### EXERCISE INSTRUCTIONS
Copy out the stretch from the start of the material through the line containing "525 180 L 523", both ends included, with every coordinate in the answers shifted by -43. Keep all other lines as they are, including the requests and their format samples, and leave the pictures out.

────────────────────

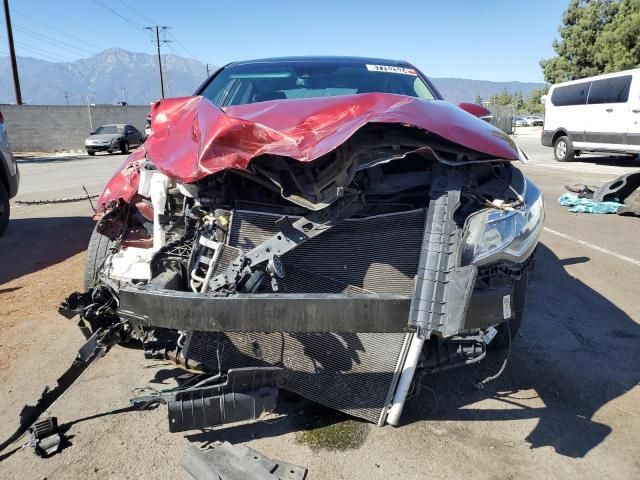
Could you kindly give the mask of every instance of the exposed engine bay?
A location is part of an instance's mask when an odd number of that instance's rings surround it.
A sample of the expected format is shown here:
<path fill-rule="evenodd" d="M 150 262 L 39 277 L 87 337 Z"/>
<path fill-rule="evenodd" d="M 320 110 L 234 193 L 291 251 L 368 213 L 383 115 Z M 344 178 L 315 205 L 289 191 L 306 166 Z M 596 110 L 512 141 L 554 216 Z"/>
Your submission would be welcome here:
<path fill-rule="evenodd" d="M 138 401 L 167 403 L 172 431 L 273 408 L 277 387 L 397 424 L 412 381 L 519 322 L 542 198 L 510 162 L 373 123 L 307 163 L 261 155 L 190 183 L 148 155 L 133 168 L 62 311 L 246 390 L 243 412 L 218 385 Z"/>

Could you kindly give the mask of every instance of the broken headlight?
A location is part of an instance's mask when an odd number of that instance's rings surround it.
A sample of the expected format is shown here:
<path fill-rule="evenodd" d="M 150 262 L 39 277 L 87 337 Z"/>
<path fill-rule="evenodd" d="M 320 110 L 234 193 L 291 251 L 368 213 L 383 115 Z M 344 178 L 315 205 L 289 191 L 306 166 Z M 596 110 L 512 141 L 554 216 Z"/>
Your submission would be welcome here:
<path fill-rule="evenodd" d="M 525 180 L 523 193 L 524 206 L 519 209 L 486 209 L 468 218 L 464 265 L 522 262 L 531 255 L 542 231 L 544 202 L 540 189 L 529 179 Z"/>

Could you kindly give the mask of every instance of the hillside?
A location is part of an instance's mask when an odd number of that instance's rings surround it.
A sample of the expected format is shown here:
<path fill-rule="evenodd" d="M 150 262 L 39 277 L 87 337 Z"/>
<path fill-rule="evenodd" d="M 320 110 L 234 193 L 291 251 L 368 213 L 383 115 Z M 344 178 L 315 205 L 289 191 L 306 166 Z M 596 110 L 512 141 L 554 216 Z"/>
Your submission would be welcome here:
<path fill-rule="evenodd" d="M 205 66 L 177 55 L 163 55 L 167 96 L 190 95 L 206 78 Z M 48 62 L 18 57 L 18 69 L 25 103 L 76 105 L 87 102 L 113 104 L 125 100 L 146 104 L 160 97 L 155 55 L 111 48 L 74 62 Z M 428 73 L 428 72 L 427 72 Z M 472 102 L 476 93 L 483 99 L 503 90 L 527 96 L 542 83 L 489 82 L 463 78 L 431 78 L 444 97 L 453 103 Z M 12 103 L 13 83 L 9 59 L 0 56 L 0 103 Z"/>

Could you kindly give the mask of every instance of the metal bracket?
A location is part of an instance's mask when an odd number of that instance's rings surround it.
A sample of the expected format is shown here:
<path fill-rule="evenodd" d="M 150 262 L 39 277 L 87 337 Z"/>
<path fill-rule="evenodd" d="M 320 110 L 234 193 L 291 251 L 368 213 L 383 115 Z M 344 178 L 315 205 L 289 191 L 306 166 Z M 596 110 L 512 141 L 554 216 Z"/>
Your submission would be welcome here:
<path fill-rule="evenodd" d="M 329 207 L 310 213 L 291 223 L 288 217 L 276 222 L 280 232 L 264 241 L 251 251 L 239 256 L 222 273 L 216 275 L 209 283 L 209 290 L 216 291 L 232 286 L 235 288 L 238 276 L 245 267 L 251 269 L 269 261 L 273 255 L 284 255 L 310 238 L 317 237 L 342 220 L 351 217 L 364 207 L 361 195 L 344 197 Z"/>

────────────────────

### WRITTEN SOLUTION
Could you kindly give the mask of every instance of the exposed engine bay?
A location is part of an instance's mask when an odd number of that instance's rings surround it.
A sample of the expected format is shown here:
<path fill-rule="evenodd" d="M 150 262 L 39 277 L 87 337 Z"/>
<path fill-rule="evenodd" d="M 320 110 L 234 193 L 291 251 L 368 213 L 383 115 Z M 344 178 L 315 205 L 289 191 L 306 166 Z M 596 110 L 512 141 L 554 216 Z"/>
Your submission would be welcome here:
<path fill-rule="evenodd" d="M 95 358 L 124 360 L 129 388 L 230 365 L 234 344 L 354 381 L 369 338 L 476 279 L 499 155 L 467 119 L 330 80 L 264 120 L 218 112 L 147 140 L 105 112 L 90 125 L 19 268 L 203 347 L 200 369 L 175 342 Z"/>

Could you kindly give the mask of every instance of the broken headlight?
A location is part of an instance's mask when an odd number of that instance's rings surround it.
A sample of the expected format is shown here:
<path fill-rule="evenodd" d="M 150 262 L 39 277 L 87 337 Z"/>
<path fill-rule="evenodd" d="M 320 110 L 234 193 L 291 251 L 368 213 L 383 115 Z M 344 178 L 315 205 L 289 191 L 306 166 Z M 596 110 L 512 141 L 554 216 Z"/>
Your submission would be welcome here:
<path fill-rule="evenodd" d="M 482 137 L 480 150 L 481 163 L 476 166 L 443 166 L 425 175 L 421 222 L 479 219 L 488 212 L 499 188 L 501 159 L 497 146 L 486 136 Z"/>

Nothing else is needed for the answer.